Extracted data entries
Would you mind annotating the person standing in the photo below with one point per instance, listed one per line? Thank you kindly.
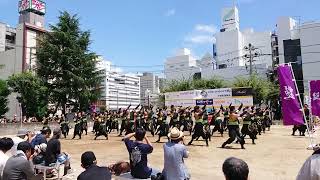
(19, 166)
(5, 145)
(77, 126)
(138, 153)
(310, 168)
(235, 169)
(41, 138)
(92, 171)
(53, 151)
(174, 154)
(199, 124)
(233, 127)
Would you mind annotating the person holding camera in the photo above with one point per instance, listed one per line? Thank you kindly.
(174, 154)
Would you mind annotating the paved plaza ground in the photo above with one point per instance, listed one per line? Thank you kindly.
(276, 156)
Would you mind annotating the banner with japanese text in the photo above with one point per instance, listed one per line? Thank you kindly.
(315, 97)
(291, 107)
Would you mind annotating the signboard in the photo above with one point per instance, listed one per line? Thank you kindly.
(203, 102)
(36, 6)
(213, 93)
(210, 97)
(228, 15)
(242, 92)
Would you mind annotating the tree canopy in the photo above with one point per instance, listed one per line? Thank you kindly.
(31, 93)
(67, 66)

> _What is required_:
Without the pictures, print the records in full, exactly as they appear.

> _Answer box_:
Would you mind annotating the person standing in the photo below with one point per instance, listed one per line? Thank you kindly.
(19, 166)
(5, 145)
(77, 126)
(138, 153)
(310, 168)
(235, 169)
(41, 138)
(92, 171)
(53, 151)
(174, 154)
(199, 124)
(233, 127)
Would you mind annotating the person holding camera in the photo above with one point per instance, listed one per line? Thank you kindly.
(174, 154)
Would you mind annotating the paved plaza ground in the photo above with one point per instance, listed one per line? Thank you kindly.
(276, 156)
Would you mind annotating the banner with japanese text in the photo above with one point per instance, listed one per line? Thank you kindly.
(315, 97)
(291, 107)
Would you mind annotating the signboard in the photo above with one point per instance, listed one per line? Thank you kindly.
(203, 102)
(36, 6)
(213, 93)
(210, 97)
(228, 15)
(242, 92)
Would you mind annotating the tree canopy in the photo above with one point per instance, listed one per line? Thank you kindly.
(31, 93)
(67, 66)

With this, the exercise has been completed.